Stored data entries
--*--
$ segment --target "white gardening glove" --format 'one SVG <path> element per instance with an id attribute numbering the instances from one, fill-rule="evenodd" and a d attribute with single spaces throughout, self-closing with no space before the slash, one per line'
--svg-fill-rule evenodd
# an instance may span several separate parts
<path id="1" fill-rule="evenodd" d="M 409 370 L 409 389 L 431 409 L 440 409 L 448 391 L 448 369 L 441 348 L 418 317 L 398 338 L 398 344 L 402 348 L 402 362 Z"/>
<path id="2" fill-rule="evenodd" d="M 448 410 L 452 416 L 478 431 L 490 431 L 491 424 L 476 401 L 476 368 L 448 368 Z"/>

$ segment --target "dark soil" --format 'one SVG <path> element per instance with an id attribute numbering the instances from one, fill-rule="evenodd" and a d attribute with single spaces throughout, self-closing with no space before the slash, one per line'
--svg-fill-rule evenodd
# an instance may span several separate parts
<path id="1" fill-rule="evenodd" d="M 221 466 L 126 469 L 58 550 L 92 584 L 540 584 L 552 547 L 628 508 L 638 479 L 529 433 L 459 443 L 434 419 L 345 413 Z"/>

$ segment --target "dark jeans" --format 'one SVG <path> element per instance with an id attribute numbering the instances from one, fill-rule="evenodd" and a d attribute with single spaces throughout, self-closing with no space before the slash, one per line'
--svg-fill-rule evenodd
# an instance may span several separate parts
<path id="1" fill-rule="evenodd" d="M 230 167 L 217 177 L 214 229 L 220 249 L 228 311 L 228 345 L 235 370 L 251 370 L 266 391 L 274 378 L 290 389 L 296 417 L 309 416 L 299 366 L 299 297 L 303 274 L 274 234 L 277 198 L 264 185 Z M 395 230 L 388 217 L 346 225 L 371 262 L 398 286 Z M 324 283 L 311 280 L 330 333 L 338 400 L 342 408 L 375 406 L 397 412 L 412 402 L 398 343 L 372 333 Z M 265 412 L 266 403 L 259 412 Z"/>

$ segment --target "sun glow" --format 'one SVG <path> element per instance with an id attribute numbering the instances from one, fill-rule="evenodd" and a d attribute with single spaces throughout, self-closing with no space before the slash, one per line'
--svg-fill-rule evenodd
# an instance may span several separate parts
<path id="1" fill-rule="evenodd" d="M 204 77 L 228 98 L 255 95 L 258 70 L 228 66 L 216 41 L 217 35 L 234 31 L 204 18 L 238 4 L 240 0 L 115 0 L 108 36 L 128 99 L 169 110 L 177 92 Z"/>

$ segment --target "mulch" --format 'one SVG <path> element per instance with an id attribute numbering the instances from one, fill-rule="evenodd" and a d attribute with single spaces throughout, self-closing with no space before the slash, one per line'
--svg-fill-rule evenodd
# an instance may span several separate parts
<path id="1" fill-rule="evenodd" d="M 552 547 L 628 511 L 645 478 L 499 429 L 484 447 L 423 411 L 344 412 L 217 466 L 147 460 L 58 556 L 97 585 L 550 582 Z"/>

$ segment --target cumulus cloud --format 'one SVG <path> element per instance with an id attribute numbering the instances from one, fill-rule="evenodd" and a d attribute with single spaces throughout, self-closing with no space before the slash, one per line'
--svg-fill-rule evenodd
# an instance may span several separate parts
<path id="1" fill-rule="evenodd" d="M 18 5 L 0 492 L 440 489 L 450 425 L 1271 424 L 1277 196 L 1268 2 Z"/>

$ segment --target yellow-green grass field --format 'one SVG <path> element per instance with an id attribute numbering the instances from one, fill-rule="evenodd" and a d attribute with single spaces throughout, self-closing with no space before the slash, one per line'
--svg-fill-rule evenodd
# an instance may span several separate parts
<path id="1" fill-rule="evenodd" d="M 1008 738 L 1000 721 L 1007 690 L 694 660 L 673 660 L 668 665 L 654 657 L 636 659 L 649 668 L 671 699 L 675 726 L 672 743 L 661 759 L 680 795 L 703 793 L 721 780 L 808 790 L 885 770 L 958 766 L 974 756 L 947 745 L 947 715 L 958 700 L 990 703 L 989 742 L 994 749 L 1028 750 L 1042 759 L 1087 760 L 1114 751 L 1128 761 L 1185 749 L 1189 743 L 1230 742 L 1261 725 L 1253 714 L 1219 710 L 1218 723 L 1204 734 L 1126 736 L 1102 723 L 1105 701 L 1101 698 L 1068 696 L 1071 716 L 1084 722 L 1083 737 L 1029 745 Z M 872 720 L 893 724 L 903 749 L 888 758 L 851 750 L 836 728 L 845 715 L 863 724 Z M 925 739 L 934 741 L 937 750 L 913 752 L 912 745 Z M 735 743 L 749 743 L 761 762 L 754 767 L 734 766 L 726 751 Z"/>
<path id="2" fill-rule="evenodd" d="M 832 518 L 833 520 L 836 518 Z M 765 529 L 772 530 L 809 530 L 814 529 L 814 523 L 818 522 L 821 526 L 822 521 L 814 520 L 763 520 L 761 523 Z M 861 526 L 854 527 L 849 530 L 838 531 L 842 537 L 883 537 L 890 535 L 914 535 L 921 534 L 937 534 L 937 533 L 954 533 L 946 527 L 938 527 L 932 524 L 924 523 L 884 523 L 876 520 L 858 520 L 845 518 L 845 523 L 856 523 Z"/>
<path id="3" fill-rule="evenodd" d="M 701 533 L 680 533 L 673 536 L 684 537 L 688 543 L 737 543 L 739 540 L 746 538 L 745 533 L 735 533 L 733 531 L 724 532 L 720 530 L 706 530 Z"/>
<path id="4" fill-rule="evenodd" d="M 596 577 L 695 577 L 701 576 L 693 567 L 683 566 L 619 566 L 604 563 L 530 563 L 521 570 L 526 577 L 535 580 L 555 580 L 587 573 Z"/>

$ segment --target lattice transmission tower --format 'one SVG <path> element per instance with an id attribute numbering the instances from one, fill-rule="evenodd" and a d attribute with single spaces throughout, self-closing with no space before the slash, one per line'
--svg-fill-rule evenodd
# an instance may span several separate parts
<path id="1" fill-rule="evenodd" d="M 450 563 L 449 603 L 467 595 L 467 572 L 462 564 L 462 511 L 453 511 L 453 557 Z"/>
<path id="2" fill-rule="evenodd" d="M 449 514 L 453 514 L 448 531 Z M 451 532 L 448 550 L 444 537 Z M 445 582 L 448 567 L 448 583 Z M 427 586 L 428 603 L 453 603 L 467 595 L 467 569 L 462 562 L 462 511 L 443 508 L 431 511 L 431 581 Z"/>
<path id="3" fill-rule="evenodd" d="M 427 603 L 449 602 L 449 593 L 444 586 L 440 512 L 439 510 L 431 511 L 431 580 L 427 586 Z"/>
--*--
> [EXERCISE DETAILS]: Every record must be written out again without any change.

> [THE COMPLETED TASK]:
$ segment --target "white gardening glove" --format 'one SVG <path> element per instance with an id attribute numbering the instances from one, fill-rule="evenodd" and a d attribute with single spaces throughout, self-closing with no space before the slash, one per line'
--svg-fill-rule evenodd
# an instance may span several separate parts
<path id="1" fill-rule="evenodd" d="M 409 370 L 409 389 L 431 409 L 440 409 L 448 391 L 448 369 L 441 348 L 418 317 L 398 338 L 398 344 L 402 348 L 402 362 Z"/>
<path id="2" fill-rule="evenodd" d="M 448 410 L 452 416 L 478 431 L 490 431 L 491 424 L 476 401 L 476 368 L 448 368 Z"/>

$ segment --target "dark soil" --format 'one SVG <path> element per instance with an id attribute numbering the instances from one, fill-rule="evenodd" and a d attribute with single spaces throughout, self-closing with no space before the slash, one per line'
--svg-fill-rule evenodd
# an instance may span several separate parts
<path id="1" fill-rule="evenodd" d="M 221 466 L 126 469 L 58 550 L 92 584 L 540 584 L 552 547 L 628 508 L 638 479 L 529 433 L 459 443 L 434 419 L 345 413 Z"/>

$ segment --target "dark jeans" --format 'one SVG <path> element per instance with an id attribute numbering the instances from one, fill-rule="evenodd" and a d attribute with single spaces throughout, self-closing with no space before the slash, one per line'
--svg-fill-rule evenodd
# an instance may span several separate parts
<path id="1" fill-rule="evenodd" d="M 230 167 L 217 177 L 214 229 L 220 249 L 228 311 L 228 345 L 235 370 L 251 370 L 266 391 L 274 378 L 290 389 L 296 417 L 309 416 L 299 366 L 299 297 L 303 274 L 274 234 L 277 198 L 264 185 Z M 395 230 L 388 217 L 346 225 L 371 262 L 398 286 Z M 324 283 L 311 280 L 330 333 L 338 400 L 342 408 L 375 406 L 397 412 L 412 402 L 398 343 L 372 333 Z M 265 412 L 266 403 L 259 412 Z"/>

$ segment --target "sun glow" --format 'one SVG <path> element per instance with an id attribute numbering the instances from one, fill-rule="evenodd" and a d attribute with single spaces throughout, self-closing with no space before the slash, one per line'
--svg-fill-rule evenodd
# an instance may span several separate parts
<path id="1" fill-rule="evenodd" d="M 204 77 L 228 98 L 255 95 L 258 70 L 228 66 L 216 41 L 217 35 L 234 31 L 204 18 L 238 4 L 240 0 L 115 0 L 108 36 L 128 99 L 169 110 L 177 92 Z"/>

$ segment --target "mulch" --format 'one SVG <path> element per instance with an id attribute numbering the instances from one, fill-rule="evenodd" and a d attribute with single spaces throughout, self-closing with no space before the slash, one per line'
--svg-fill-rule evenodd
# an instance may span several separate parts
<path id="1" fill-rule="evenodd" d="M 552 547 L 628 511 L 645 478 L 499 429 L 484 447 L 423 411 L 344 412 L 217 466 L 147 460 L 58 556 L 97 585 L 550 582 Z"/>

$ segment --target cumulus cloud --format 'one SVG <path> element per instance with an id attribute numbering the instances from one, fill-rule="evenodd" and a d attribute with single spaces throughout, self-closing with no space before the slash, one per line'
--svg-fill-rule evenodd
# an instance may span several separate parts
<path id="1" fill-rule="evenodd" d="M 18 5 L 0 492 L 440 489 L 450 425 L 1271 424 L 1277 196 L 1268 2 Z"/>

$ segment --target yellow-green grass field --format 'one SVG <path> element per instance with an id attribute numbering the instances from one, fill-rule="evenodd" and a d attribute with single spaces throughout, self-closing with no space before the slash, one per line'
--svg-fill-rule evenodd
# an instance may span several separate parts
<path id="1" fill-rule="evenodd" d="M 1008 738 L 1000 721 L 1007 690 L 694 660 L 673 660 L 668 665 L 654 657 L 636 659 L 649 668 L 671 699 L 675 726 L 672 743 L 661 759 L 680 795 L 703 793 L 721 780 L 808 790 L 885 770 L 958 766 L 974 756 L 947 745 L 947 715 L 958 700 L 990 703 L 989 742 L 994 749 L 1028 750 L 1042 759 L 1087 760 L 1114 751 L 1128 761 L 1185 749 L 1189 743 L 1230 742 L 1261 725 L 1253 714 L 1219 710 L 1218 723 L 1204 734 L 1126 736 L 1102 723 L 1105 701 L 1101 698 L 1068 696 L 1071 716 L 1084 722 L 1083 737 L 1029 745 Z M 872 720 L 893 724 L 903 749 L 888 758 L 851 750 L 836 728 L 845 715 L 863 724 Z M 925 739 L 934 741 L 937 750 L 913 752 L 912 745 Z M 735 743 L 749 743 L 761 762 L 754 767 L 734 766 L 726 751 Z"/>
<path id="2" fill-rule="evenodd" d="M 832 518 L 833 520 L 836 518 Z M 765 529 L 772 530 L 809 530 L 814 529 L 814 523 L 818 522 L 821 526 L 822 521 L 814 520 L 763 520 L 761 523 Z M 861 526 L 854 527 L 849 530 L 838 531 L 842 537 L 883 537 L 890 535 L 914 535 L 921 534 L 937 534 L 937 533 L 954 533 L 946 527 L 938 527 L 932 524 L 924 523 L 884 523 L 876 520 L 858 520 L 845 518 L 845 523 L 856 523 Z"/>
<path id="3" fill-rule="evenodd" d="M 701 533 L 680 533 L 673 536 L 684 537 L 688 543 L 737 543 L 739 540 L 746 538 L 745 533 L 735 533 L 733 531 L 724 532 L 720 530 L 706 530 Z"/>
<path id="4" fill-rule="evenodd" d="M 596 577 L 695 577 L 701 576 L 693 567 L 683 566 L 619 566 L 604 563 L 530 563 L 521 570 L 526 577 L 535 580 L 555 580 L 587 573 Z"/>

$ segment --target lattice transmission tower --format 'one SVG <path> element per instance with an id attribute numbering the instances from one, fill-rule="evenodd" and a d attribute with single spaces throughout, self-closing with no space before the slash, one per line'
--svg-fill-rule evenodd
# an instance may span several separate parts
<path id="1" fill-rule="evenodd" d="M 450 563 L 449 603 L 467 595 L 467 572 L 462 564 L 462 511 L 453 511 L 453 557 Z"/>
<path id="2" fill-rule="evenodd" d="M 449 514 L 453 514 L 448 531 Z M 451 532 L 448 550 L 444 537 Z M 445 582 L 448 567 L 448 583 Z M 427 586 L 428 603 L 453 603 L 467 595 L 467 569 L 462 562 L 462 511 L 443 508 L 431 511 L 431 581 Z"/>
<path id="3" fill-rule="evenodd" d="M 427 603 L 449 602 L 449 593 L 444 586 L 440 512 L 439 510 L 431 511 L 431 580 L 427 586 Z"/>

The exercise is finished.